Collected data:
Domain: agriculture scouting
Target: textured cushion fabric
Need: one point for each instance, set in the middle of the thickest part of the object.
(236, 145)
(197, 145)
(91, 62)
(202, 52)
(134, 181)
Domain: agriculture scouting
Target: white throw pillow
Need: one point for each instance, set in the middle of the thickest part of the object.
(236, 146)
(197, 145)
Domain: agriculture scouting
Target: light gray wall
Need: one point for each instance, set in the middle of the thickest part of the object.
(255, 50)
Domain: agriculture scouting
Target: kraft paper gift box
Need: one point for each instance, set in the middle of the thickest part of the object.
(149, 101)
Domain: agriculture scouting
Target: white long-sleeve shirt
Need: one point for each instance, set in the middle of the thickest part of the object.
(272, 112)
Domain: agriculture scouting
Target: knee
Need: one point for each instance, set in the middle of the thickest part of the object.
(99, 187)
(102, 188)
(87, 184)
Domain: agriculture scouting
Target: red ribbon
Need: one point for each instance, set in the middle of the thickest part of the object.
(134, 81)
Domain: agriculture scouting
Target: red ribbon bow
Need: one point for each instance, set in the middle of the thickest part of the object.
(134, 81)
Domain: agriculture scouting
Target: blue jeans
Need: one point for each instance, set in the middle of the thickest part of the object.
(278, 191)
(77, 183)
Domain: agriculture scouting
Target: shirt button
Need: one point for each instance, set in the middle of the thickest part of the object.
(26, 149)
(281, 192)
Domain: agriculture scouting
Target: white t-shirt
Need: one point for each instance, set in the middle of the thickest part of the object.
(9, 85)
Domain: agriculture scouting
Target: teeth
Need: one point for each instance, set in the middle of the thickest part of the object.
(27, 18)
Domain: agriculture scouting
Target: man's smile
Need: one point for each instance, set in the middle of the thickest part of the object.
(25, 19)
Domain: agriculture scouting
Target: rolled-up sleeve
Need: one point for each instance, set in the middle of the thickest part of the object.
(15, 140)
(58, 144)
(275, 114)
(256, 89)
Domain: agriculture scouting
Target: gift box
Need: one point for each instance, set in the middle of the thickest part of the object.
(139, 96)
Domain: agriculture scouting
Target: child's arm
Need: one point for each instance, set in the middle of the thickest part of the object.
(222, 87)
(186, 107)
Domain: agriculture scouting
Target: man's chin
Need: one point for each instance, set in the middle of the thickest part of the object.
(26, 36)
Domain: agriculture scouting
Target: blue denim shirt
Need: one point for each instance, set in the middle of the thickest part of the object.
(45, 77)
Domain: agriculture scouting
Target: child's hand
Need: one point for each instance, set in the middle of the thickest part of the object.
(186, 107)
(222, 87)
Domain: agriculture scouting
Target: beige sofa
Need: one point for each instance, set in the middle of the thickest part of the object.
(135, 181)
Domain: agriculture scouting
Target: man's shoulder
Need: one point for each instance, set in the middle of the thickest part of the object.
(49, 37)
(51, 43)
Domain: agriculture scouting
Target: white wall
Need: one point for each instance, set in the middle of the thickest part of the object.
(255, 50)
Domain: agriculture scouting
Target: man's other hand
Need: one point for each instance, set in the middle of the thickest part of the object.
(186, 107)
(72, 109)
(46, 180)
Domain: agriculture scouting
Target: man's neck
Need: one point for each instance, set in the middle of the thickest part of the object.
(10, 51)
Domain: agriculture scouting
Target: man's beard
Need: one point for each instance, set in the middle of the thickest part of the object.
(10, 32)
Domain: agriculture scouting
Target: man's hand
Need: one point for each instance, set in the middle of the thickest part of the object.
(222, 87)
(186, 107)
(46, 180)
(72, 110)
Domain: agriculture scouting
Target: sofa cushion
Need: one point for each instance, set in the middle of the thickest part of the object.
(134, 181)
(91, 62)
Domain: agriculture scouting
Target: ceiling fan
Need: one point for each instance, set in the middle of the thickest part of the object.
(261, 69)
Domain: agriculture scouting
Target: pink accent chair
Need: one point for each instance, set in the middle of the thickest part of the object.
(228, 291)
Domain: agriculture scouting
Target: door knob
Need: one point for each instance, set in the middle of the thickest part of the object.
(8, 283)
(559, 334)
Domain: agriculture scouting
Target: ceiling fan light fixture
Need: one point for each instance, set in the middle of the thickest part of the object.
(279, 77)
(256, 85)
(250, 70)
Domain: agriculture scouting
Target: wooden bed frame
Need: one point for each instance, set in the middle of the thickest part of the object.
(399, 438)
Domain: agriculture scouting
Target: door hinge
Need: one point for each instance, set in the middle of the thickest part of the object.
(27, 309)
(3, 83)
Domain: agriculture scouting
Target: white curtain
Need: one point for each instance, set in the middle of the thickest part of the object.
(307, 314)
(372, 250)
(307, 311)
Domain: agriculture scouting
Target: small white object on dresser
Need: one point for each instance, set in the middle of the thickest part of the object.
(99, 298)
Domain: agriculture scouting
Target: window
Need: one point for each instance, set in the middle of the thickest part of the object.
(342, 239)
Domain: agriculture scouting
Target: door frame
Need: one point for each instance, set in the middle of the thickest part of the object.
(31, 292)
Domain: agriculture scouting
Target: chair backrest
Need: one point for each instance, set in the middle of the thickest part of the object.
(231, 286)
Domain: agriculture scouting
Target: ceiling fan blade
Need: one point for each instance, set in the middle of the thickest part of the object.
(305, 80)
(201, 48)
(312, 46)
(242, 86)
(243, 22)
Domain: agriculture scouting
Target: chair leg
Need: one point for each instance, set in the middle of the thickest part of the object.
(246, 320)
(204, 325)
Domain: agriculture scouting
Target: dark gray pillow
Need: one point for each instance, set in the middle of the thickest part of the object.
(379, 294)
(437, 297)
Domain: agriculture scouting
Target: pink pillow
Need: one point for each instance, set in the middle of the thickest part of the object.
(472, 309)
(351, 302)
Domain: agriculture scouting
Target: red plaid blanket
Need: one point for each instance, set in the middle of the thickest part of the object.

THE REQUEST - Which lines of the material contain the string "sleeve"? Show each of them in full.

RESULT -
Target: white long-sleeve shirt
Target: rolled-up sleeve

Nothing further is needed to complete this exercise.